* [AUFGABENSTELLUNG]
(a) Schreiben Sie aus dem Forumsbeitrag zur oidentd-Installation den Abschnitt von "# Fehler beim" bis einschließlich "für oidentd entschieden..." wortgetreu ab.
(b) Für welches Programm fiel im Forumsbeitrag zur oidentd-Installation die Wahl, weil die BNCs Idents benötigen?
(c) Führen Sie den Forumsbeitrag zur oidentd-Installation im Anschluss an die letzte gezeigte Zeile weiter.

# Fehler beim installen von oidentd



## ProToniX (21. Mai 2004)

hiho

ich wollte mir mal auf meinem rooty nen paar bnc's installieren...

das mit dem psybnc kein problem läuft wie geschmiert nur da die bnc's idents bräuchten hab ich mich mal für oidentd entschieden... 

aber nun zum Problem:

jedesmal wenn ich make mache lädt alles schön fein bis irgendwann das kommt

bison -y -d ./oidentd_cfg_parse.y
./oidentd_cfg_parse.y:300.1: parse error, unexpected "|"

* [DATENAUSZUG]
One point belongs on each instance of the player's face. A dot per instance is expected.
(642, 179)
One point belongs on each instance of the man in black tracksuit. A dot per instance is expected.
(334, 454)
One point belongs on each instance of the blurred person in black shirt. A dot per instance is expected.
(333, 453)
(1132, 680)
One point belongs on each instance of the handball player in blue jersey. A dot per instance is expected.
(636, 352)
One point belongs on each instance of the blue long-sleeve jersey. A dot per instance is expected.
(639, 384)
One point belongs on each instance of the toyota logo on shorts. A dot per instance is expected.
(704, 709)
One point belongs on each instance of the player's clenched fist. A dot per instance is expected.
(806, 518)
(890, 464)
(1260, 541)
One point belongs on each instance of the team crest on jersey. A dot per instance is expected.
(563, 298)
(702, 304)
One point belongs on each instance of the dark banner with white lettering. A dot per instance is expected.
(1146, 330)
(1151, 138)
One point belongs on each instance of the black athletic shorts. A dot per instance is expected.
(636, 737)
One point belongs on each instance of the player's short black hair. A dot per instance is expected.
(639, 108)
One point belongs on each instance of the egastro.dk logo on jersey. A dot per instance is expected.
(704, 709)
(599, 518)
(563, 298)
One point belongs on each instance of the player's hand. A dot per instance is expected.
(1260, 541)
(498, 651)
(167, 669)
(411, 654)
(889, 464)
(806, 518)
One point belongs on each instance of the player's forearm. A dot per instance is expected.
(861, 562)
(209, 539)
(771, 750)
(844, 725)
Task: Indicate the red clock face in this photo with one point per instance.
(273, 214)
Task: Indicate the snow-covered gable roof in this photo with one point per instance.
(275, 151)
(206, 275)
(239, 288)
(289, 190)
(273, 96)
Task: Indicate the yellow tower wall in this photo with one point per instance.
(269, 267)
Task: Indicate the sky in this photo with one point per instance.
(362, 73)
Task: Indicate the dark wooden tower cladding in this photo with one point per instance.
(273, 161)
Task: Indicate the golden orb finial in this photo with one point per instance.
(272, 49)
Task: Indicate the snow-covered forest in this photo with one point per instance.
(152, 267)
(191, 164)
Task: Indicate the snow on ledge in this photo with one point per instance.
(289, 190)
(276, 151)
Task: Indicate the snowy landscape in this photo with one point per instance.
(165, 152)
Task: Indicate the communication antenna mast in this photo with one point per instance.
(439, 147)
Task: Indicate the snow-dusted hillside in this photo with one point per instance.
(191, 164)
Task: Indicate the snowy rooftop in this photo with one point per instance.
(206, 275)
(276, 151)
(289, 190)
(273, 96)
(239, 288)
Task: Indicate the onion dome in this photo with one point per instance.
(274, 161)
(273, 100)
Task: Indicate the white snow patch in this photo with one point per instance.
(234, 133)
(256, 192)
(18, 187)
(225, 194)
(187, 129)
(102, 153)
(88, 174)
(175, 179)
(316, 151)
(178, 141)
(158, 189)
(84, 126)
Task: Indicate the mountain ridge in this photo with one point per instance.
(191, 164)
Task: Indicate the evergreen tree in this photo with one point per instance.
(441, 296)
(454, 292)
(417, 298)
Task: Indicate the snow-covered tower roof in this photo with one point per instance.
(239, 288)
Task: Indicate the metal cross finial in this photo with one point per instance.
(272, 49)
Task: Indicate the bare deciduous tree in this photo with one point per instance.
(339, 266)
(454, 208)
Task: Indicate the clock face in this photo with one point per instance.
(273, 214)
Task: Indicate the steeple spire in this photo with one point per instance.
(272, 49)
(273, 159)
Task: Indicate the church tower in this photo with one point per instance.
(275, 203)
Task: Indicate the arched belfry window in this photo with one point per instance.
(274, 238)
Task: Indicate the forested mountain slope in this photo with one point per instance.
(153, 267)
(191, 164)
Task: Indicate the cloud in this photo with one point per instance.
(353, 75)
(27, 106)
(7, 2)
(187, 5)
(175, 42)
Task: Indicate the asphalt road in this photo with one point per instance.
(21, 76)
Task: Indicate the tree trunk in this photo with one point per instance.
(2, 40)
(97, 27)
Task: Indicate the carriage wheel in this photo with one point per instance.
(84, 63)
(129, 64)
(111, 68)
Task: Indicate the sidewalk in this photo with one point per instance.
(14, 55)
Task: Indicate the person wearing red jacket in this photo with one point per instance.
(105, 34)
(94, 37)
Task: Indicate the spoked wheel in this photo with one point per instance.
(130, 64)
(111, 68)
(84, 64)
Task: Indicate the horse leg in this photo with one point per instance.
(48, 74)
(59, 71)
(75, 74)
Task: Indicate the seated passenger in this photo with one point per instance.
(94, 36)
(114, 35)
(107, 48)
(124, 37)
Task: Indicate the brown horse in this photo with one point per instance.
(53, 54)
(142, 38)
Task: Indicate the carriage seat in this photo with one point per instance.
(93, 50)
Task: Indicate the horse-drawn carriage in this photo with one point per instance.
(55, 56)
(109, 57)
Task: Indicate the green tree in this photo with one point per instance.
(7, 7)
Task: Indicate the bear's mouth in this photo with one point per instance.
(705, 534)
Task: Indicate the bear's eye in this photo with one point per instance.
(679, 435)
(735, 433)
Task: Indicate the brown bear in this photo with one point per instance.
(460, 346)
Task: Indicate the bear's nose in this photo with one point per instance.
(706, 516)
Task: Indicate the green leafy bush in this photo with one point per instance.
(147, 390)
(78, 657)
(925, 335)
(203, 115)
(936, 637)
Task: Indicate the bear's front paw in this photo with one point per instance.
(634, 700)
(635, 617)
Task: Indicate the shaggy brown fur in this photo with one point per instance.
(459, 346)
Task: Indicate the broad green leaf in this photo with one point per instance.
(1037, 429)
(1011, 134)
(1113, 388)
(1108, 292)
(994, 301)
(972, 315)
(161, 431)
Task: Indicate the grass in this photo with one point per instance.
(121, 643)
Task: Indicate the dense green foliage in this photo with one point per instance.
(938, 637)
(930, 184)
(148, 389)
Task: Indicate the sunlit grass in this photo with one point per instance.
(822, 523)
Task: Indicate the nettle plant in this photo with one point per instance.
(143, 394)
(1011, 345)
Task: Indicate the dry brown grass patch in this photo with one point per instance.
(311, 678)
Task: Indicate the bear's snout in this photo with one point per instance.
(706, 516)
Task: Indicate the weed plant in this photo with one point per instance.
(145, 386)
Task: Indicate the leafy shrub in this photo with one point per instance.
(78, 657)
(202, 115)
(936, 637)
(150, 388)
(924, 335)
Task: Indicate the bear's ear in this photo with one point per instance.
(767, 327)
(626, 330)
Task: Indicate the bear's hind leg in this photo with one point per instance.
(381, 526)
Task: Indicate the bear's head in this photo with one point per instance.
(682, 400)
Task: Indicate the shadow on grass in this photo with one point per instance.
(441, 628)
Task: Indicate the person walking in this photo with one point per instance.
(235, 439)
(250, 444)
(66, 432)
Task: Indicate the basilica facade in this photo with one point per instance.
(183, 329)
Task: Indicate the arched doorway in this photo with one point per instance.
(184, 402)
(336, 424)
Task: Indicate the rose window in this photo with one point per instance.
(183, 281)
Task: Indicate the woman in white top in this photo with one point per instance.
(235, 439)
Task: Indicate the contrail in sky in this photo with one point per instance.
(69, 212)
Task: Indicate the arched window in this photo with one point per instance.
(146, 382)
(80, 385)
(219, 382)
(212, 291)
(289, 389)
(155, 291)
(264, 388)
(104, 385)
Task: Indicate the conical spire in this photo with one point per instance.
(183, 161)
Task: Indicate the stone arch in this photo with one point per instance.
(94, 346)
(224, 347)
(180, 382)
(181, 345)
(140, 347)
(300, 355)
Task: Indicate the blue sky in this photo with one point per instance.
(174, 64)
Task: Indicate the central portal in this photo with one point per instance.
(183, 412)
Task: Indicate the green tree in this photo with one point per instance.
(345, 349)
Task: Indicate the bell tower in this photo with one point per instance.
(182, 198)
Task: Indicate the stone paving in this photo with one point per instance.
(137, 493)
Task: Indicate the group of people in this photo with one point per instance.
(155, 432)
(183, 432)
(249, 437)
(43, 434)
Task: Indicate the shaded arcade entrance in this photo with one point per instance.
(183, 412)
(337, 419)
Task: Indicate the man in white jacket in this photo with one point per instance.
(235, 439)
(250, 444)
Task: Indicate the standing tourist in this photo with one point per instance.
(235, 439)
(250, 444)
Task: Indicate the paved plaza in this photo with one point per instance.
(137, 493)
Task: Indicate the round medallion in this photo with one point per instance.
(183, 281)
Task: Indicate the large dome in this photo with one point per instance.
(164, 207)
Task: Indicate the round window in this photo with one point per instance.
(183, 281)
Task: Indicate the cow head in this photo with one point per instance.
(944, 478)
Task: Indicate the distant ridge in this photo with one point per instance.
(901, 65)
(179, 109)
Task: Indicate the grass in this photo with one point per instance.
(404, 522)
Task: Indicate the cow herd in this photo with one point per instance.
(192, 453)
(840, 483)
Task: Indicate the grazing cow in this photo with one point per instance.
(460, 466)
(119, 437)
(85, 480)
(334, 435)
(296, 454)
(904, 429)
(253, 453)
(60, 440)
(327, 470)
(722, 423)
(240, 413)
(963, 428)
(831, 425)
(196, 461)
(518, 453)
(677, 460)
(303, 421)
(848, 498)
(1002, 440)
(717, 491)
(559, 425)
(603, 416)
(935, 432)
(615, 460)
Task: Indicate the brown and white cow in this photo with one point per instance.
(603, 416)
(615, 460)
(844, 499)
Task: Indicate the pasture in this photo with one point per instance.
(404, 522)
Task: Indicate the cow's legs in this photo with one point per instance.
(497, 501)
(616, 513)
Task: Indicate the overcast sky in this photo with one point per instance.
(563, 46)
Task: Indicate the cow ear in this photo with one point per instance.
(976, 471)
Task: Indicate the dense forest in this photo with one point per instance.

* [LÖSUNGEN]
(a)
# Fehler beim installen von oidentd



## ProToniX (21. Mai 2004)

hiho

ich wollte mir mal auf meinem rooty nen paar bnc's installieren...

das mit dem psybnc kein problem läuft wie geschmiert nur da die bnc's idents bräuchten hab ich mich mal für oidentd entschieden...

(b) Für oidentd.

(c)
./oidentd_cfg_parse.y:301.24-302.8: $1 of `cap_statement' has no declared type
./oidentd_cfg_parse.y:301.24-303.22: invalid $ value
./oidentd_cfg_parse.y:301.24-303.22: $2 of `cap_statement' has no declared type
./oidentd_cfg_parse.y:301.24-305.23: invalid $ value
./oidentd_cfg_parse.y:301.24-305.23: $2 of `cap_statement' has no declared type
./oidentd_cfg_parse.y:301.24-307.22: $1 of `cap_statement' has no declared type
make[3]: *** [stamp_parse] Error 1
make[3]: Leaving directory `/usr/local/src/oidentd-2.0.4/src'
make[2]: *** [all-recursive] Error 1
make[2]: Leaving directory `/usr/local/src/oidentd-2.0.4/src'
make[1]: *** [all-recursive] Error 1
make[1]: Leaving directory `/usr/local/src/oidentd-2.0.4'
make: *** [all] Error 2

ich wüsste nicht mehr woran es liegen könnte flex und bison sind installiert ...

vllt fehlt ja auch nur ein packet :S

grüße Protonix

Edit:  System is SuSE 9.0  configure hab ich einfach nur mit prefix gemacht


----------



## ProToniX (23. Mai 2004)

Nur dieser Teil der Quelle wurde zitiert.